▶ **Requirements**: Restate the entire listing word for word.

▶ **Records for processing**:
⁂

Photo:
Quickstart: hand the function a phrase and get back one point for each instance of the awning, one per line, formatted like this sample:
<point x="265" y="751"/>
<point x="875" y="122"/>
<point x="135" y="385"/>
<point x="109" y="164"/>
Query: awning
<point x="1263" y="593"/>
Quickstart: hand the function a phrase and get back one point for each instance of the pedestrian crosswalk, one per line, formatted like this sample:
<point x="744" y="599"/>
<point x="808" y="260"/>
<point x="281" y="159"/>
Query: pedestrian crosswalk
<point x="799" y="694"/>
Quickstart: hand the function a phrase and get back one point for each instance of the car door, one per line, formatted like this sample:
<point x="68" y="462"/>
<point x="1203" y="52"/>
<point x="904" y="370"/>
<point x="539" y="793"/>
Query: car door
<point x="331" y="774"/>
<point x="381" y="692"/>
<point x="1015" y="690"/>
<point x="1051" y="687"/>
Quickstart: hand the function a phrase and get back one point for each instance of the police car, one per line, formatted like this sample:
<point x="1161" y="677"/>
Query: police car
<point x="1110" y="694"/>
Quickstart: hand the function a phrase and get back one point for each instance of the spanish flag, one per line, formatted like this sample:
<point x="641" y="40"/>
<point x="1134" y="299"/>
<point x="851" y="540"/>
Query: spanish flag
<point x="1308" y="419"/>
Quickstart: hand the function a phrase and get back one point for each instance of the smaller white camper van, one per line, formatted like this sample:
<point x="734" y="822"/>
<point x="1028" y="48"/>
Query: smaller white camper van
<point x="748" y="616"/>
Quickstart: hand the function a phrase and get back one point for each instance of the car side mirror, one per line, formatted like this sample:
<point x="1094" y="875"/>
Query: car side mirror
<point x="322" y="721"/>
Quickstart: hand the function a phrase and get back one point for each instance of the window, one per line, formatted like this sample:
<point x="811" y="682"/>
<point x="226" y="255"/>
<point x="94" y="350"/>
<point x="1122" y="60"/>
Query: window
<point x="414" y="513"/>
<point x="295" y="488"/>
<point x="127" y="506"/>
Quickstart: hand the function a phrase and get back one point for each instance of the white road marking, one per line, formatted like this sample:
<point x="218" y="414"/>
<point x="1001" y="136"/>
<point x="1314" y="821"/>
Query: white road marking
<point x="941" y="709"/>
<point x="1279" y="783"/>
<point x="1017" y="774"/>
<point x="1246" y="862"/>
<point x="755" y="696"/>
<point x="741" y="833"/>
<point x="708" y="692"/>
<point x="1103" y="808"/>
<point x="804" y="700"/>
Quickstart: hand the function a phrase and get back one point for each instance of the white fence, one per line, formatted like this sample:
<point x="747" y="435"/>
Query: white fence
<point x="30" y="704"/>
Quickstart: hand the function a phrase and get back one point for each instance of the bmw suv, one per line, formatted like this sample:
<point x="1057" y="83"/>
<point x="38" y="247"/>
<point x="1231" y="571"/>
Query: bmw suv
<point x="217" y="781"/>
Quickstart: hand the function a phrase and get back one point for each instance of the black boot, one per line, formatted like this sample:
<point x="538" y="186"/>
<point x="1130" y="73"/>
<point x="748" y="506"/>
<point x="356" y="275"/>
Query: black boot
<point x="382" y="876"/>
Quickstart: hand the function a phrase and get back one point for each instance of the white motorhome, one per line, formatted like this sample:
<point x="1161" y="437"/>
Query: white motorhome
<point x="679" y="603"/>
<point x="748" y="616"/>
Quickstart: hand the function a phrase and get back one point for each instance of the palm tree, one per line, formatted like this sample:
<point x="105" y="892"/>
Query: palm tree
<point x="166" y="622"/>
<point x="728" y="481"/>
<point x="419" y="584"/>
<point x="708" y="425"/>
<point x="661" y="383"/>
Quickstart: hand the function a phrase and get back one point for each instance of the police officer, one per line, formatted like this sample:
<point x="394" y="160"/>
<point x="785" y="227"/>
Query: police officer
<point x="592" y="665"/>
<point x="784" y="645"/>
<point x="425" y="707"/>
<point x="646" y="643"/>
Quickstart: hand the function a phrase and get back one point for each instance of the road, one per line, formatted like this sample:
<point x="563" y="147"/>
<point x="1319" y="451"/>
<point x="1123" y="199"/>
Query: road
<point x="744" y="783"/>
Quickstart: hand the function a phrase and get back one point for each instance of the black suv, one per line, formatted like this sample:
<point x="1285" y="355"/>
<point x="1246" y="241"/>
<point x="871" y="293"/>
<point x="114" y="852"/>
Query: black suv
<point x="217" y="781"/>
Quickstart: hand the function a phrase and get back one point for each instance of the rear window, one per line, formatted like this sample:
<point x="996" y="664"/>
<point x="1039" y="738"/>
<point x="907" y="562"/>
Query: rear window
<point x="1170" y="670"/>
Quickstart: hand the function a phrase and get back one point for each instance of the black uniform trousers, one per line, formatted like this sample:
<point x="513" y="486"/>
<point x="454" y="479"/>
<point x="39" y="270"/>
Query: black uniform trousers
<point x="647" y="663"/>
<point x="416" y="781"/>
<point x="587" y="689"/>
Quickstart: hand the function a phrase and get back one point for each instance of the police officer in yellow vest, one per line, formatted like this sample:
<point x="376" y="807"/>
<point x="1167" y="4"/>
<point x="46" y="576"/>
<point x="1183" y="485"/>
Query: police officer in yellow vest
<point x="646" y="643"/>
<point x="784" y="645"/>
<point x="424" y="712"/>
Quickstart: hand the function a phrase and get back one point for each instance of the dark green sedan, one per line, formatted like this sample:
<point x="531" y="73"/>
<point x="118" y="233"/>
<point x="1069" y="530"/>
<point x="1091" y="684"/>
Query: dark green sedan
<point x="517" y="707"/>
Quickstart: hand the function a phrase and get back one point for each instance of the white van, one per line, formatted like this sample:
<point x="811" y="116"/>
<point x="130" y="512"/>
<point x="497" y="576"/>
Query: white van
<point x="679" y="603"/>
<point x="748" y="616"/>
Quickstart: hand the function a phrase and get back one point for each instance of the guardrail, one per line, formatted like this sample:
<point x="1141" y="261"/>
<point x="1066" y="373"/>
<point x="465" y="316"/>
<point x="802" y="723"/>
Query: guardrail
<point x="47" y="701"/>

⁂

▶ **Result for this task**:
Photo:
Quickstart: hand the function a phrase and get back one point for each instance of the awning, one per line, formatted like this sample:
<point x="265" y="751"/>
<point x="875" y="122"/>
<point x="135" y="385"/>
<point x="109" y="164"/>
Query: awning
<point x="1263" y="593"/>
Quickstart: hand the function a phrase and get back one point for each instance of the pedestrian crosswalk, one per line, formatted like this sample:
<point x="744" y="599"/>
<point x="808" y="260"/>
<point x="281" y="159"/>
Query: pedestrian crosswalk
<point x="799" y="694"/>
Quickstart: hand the function a phrase and get back one point for each instance of the car door, one per line, formatted like this sample:
<point x="68" y="462"/>
<point x="1203" y="52"/>
<point x="904" y="370"/>
<point x="539" y="793"/>
Query: car door
<point x="331" y="774"/>
<point x="381" y="692"/>
<point x="1015" y="690"/>
<point x="1051" y="687"/>
Quickstart: hand the function a phrase and get back one point for each instance of the police car, one per line, formatted like this sample:
<point x="1161" y="677"/>
Query: police car
<point x="1110" y="694"/>
Quickstart: hand the function a phrase and get back one point for each instance of the spanish flag, one per line, formatted like this sample:
<point x="641" y="40"/>
<point x="1134" y="299"/>
<point x="851" y="540"/>
Query: spanish flag
<point x="1308" y="419"/>
Quickstart: hand the function a phrase and get back one point for each instance of the smaller white camper van, one per line, formatted like this sample:
<point x="734" y="822"/>
<point x="1028" y="48"/>
Query: smaller white camper van
<point x="748" y="616"/>
Quickstart: hand the function a phrase and get back one point for each instance of the car side mirror, one per line, formatted like this sample:
<point x="1094" y="875"/>
Query: car side mirror
<point x="322" y="721"/>
Quickstart: hand the function a phrase and get back one point for each instance of the window, one per line, formatted like this sample:
<point x="811" y="682"/>
<point x="226" y="255"/>
<point x="94" y="350"/>
<point x="1122" y="60"/>
Query: window
<point x="414" y="513"/>
<point x="295" y="488"/>
<point x="127" y="506"/>
Quickstart: hand the function a phrase and get back one point for each instance of the white road marking, one per line, formatted like this sample:
<point x="218" y="414"/>
<point x="1001" y="136"/>
<point x="1314" y="821"/>
Query: white road marking
<point x="941" y="709"/>
<point x="1279" y="783"/>
<point x="1017" y="774"/>
<point x="1246" y="862"/>
<point x="755" y="696"/>
<point x="741" y="833"/>
<point x="708" y="692"/>
<point x="1103" y="808"/>
<point x="804" y="700"/>
Quickstart: hand the function a phrase and get back one point for each instance of the white fence, one per line, formatted like this sample:
<point x="747" y="435"/>
Query: white fence
<point x="30" y="704"/>
Quickstart: hand the function a phrase and get back one point for each instance of the bmw suv, one per line, formatted like this sample:
<point x="1057" y="83"/>
<point x="38" y="247"/>
<point x="1231" y="571"/>
Query: bmw suv
<point x="217" y="781"/>
Quickstart: hand the function a phrase and get back one point for each instance of the black boot, one per line, formatted like this sample:
<point x="538" y="186"/>
<point x="1130" y="73"/>
<point x="748" y="506"/>
<point x="356" y="275"/>
Query: black boot
<point x="382" y="876"/>
Quickstart: hand the function a phrase and get back one point for each instance of the white motorhome, one per line, formatted like this sample:
<point x="1161" y="437"/>
Query: white motorhome
<point x="679" y="603"/>
<point x="748" y="616"/>
Quickstart: hand the function a phrase and get back one point for each instance of the palm tree, one per line, formatted like this sample:
<point x="105" y="892"/>
Query: palm tree
<point x="166" y="622"/>
<point x="728" y="481"/>
<point x="419" y="584"/>
<point x="708" y="425"/>
<point x="661" y="383"/>
Quickstart: hand the function a phrase and get back one point for each instance of the police officer, one per line, formatted like this sample:
<point x="394" y="160"/>
<point x="785" y="227"/>
Query: police officer
<point x="592" y="665"/>
<point x="784" y="645"/>
<point x="425" y="707"/>
<point x="646" y="643"/>
Quickstart: hand the function a phrase and get back one point for each instance of the road, one per line, formatted like this sample:
<point x="563" y="147"/>
<point x="1319" y="451"/>
<point x="1123" y="199"/>
Query: road
<point x="744" y="783"/>
Quickstart: hand the function a phrase and get back one point for each instance of the black suv, one per line, formatted like this sample:
<point x="1285" y="355"/>
<point x="1246" y="241"/>
<point x="871" y="293"/>
<point x="114" y="852"/>
Query: black suv
<point x="217" y="781"/>
Quickstart: hand the function a phrase and get back one point for each instance of the rear window, one per line, formatted like this sample:
<point x="996" y="664"/>
<point x="1039" y="738"/>
<point x="907" y="562"/>
Query: rear window
<point x="1170" y="670"/>
Quickstart: hand the function a phrase and get back one point for each instance of the black uniform trousers, one per line, formatted like this sample:
<point x="513" y="486"/>
<point x="454" y="479"/>
<point x="39" y="270"/>
Query: black uniform trousers
<point x="647" y="663"/>
<point x="416" y="781"/>
<point x="587" y="689"/>
Quickstart: hand the function a phrase and get back one point for each instance of the police officer in yellow vest, one per line, formatted like this sample:
<point x="376" y="807"/>
<point x="1167" y="4"/>
<point x="46" y="576"/>
<point x="1183" y="485"/>
Query: police officer in yellow vest
<point x="646" y="643"/>
<point x="784" y="645"/>
<point x="424" y="712"/>
Quickstart: hand the function a phrase and get back one point for each instance of the dark green sedan, one per line, formatted like this sample:
<point x="531" y="73"/>
<point x="118" y="233"/>
<point x="1069" y="530"/>
<point x="1091" y="684"/>
Query: dark green sedan
<point x="517" y="707"/>
Quickstart: hand the function a phrase and get back one point for each instance of the white van, one per line, formatted like this sample:
<point x="811" y="116"/>
<point x="130" y="512"/>
<point x="497" y="576"/>
Query: white van
<point x="679" y="603"/>
<point x="748" y="616"/>
Quickstart: hand the function a phrase and get back one point for each instance of the guardrail, one per line, formatted like this sample:
<point x="1141" y="261"/>
<point x="1066" y="373"/>
<point x="465" y="316"/>
<point x="802" y="723"/>
Query: guardrail
<point x="47" y="701"/>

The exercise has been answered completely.